Stated task >> Copy every record below, exactly as written.

Provided entries >>

--- Begin ---

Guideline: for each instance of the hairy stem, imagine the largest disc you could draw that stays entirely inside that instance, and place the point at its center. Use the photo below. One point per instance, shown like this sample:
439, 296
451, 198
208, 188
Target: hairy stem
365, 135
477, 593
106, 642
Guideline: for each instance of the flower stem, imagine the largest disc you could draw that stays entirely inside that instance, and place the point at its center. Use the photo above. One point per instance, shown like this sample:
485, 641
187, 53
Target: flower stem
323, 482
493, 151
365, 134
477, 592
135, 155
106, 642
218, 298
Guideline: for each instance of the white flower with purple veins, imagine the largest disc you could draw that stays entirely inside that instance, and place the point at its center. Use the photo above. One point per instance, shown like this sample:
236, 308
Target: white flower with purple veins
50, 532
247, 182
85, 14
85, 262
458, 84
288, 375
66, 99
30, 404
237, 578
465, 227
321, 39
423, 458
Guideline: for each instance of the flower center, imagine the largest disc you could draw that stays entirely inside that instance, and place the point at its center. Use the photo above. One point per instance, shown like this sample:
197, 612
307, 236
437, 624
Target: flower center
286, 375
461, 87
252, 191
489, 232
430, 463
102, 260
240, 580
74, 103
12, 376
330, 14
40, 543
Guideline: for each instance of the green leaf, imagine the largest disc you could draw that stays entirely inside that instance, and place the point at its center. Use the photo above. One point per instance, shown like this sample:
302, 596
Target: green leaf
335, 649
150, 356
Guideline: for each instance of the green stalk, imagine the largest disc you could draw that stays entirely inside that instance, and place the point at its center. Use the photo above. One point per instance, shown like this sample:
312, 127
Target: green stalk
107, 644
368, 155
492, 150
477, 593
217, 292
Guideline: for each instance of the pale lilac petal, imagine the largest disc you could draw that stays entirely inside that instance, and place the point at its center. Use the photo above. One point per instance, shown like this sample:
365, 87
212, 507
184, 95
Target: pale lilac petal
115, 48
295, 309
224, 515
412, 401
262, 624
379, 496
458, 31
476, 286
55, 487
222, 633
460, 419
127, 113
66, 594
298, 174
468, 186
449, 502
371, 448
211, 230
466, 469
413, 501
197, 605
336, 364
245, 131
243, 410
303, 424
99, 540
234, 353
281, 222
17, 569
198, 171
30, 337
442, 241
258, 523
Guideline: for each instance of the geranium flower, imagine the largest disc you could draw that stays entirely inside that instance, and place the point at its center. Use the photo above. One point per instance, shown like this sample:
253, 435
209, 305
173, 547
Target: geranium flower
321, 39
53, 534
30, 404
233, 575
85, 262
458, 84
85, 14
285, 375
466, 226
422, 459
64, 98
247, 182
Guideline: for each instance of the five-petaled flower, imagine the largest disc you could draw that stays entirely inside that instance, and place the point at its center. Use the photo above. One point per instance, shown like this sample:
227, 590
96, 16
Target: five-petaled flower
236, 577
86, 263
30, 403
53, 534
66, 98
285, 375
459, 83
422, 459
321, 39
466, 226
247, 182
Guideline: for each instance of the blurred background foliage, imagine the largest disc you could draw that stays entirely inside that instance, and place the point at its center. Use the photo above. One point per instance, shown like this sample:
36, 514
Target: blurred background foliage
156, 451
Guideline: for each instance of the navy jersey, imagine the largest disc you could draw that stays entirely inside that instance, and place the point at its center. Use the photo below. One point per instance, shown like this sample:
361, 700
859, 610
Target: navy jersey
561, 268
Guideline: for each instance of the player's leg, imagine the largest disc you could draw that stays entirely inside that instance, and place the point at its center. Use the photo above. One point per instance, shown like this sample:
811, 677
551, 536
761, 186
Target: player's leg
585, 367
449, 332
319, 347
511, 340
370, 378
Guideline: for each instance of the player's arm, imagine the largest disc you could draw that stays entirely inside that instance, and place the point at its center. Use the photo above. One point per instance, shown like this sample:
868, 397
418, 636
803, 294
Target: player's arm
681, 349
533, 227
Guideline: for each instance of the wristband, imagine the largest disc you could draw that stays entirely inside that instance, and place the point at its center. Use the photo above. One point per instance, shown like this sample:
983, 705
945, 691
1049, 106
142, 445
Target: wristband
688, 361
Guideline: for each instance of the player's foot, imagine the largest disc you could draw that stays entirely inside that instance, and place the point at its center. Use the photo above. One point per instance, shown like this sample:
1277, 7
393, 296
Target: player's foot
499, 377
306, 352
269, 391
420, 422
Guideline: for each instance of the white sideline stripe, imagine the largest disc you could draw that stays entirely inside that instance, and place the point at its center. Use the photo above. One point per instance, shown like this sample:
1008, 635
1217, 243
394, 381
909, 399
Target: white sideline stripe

--- End ---

Answer to this task >>
Guideline: for each instance of the hairy stem, imagine the largest disc you could draw that stays entirely inside that instance, and place the point at its center. Use the photo below. One point per instance, shown like this sample:
439, 296
451, 198
208, 188
Target: hairy stem
365, 135
477, 593
106, 642
Guideline: for each instance of the flower stem, imagine the largest disc you could draw that stays entirely inside that instance, and place the point at its center. Use the photo above. One point per instance, shown like this sample:
485, 641
187, 53
Target: flower stem
323, 482
493, 151
365, 134
477, 592
135, 155
106, 642
218, 298
Guideline: for each instance of the white flower with purple veins, imagine the largest disc you could draw that stays entirely inside that instance, and place the point at its center. Use the photo above. One point per instance, shown like this sample:
236, 308
Target: white flower with purple veins
50, 532
247, 182
85, 14
85, 262
458, 84
288, 375
66, 99
30, 404
237, 578
465, 227
321, 39
423, 458
Guideline: for each instance of the flower center, imagine the largest disc you could draw that stays entirely inside that instance, and place the point at its center. Use the photo above. One point per instance, shown like this sample:
197, 612
307, 236
437, 624
Target: flower center
286, 375
461, 87
252, 191
489, 232
430, 463
102, 260
240, 580
74, 103
12, 376
330, 14
40, 543
Guideline: for each instance of the green leaf, imagine the largest disc you could draw that stays entirely inside that instance, and place the point at its center. Use the photo above. One point per instance, shown like this sample:
302, 596
Target: green leaf
335, 649
150, 356
Guideline: for each instance of the green stalk, imagine the largest disc you could draw that stays entirely inside that instance, and place the point at its center. Use the photo above. One point per instance, shown like this sample:
312, 127
Target: green stalk
107, 644
368, 155
492, 150
477, 593
217, 292
Guideline: for each instance of the pale lilac petal, imagine the largest disc you could draw that stays entirely inside that instance, and place the point at its center. Use the photo above. One point per instance, shown like this sample:
365, 87
212, 507
184, 95
Target: pale lilac petal
115, 48
295, 309
224, 515
412, 401
262, 624
379, 496
458, 31
476, 286
55, 487
222, 633
460, 419
127, 113
66, 594
298, 174
468, 186
449, 502
371, 448
211, 230
466, 469
413, 501
197, 605
336, 364
245, 131
243, 410
303, 424
99, 540
234, 353
281, 222
17, 569
198, 171
30, 337
442, 241
258, 523
Guideline: for each instance of the geranium flower, imagine the largest disc you could draw that stays entirely inside that instance, and place the point at its center. Use the photo above. One point per instance, shown like this sample:
253, 435
209, 305
173, 547
Target: geranium flower
321, 39
53, 534
30, 404
233, 575
85, 262
458, 84
85, 14
285, 375
466, 226
422, 459
64, 98
247, 182
Guideline: for each instance of the five-petaled flower, imagine the largest disc you could draw that stays entirely inside that instance, and place the point at its center. Use the photo above. One point per instance, shown like this sample:
227, 590
96, 16
Target: five-petaled flower
236, 577
86, 263
30, 403
53, 534
66, 98
285, 375
459, 83
422, 459
321, 39
466, 226
247, 182
Guideline: for each instance of the blurred background foliage, imagine the largest disc you could draw that stays entirely inside that instance, and place the point at its center. Use the photo above. One point per instance, shown like this sample:
36, 514
Target: blurred background foliage
156, 451
Guideline: for each instance of the navy jersey, imagine the largest disc you could draw that stays entirely inside that instance, and place the point at its center. Use the photo below. One point per instance, shown like this sample:
361, 700
859, 610
Target: navy jersey
561, 268
Guideline: for each instance of the player's leg, imagine the largest disc you could draw that stays entirely inside that instance, and place the point at its center. Use the photo above. One point per instance, shown like this sample:
811, 677
551, 536
761, 186
Target: player's leg
585, 367
449, 332
319, 347
511, 340
370, 378
Guideline: for each instance of the player's arm, imagine the largest disc you could draw that stays entirely inside that instance, and place the point at its center. Use the photo above. One point per instance, shown like this sample:
868, 397
418, 636
803, 294
Target: player's arm
681, 349
533, 227
Guideline: for each instance of the wristband, imagine the largest disc you could draw that stays entirely inside that instance, and place the point at its center. Use the photo above. One point per instance, shown like this sample:
983, 705
945, 691
1049, 106
142, 445
Target: wristband
688, 361
Guideline: for each instance of the player's foot, imagine the largest disc you could draw that stays entirely inside that instance, and place the point at its center. Use the photo above. One point per instance, shown like this sample:
1277, 7
393, 296
Target: player's foot
499, 377
306, 352
269, 391
420, 422
Guideline: for each instance of the white sideline stripe, imagine the largest disc you could draw that stays entirely inside that instance, and place the point at its center. Use the photo above. One point per instance, shown like this sample:
1008, 635
1217, 243
394, 381
909, 399
Target: white sideline stripe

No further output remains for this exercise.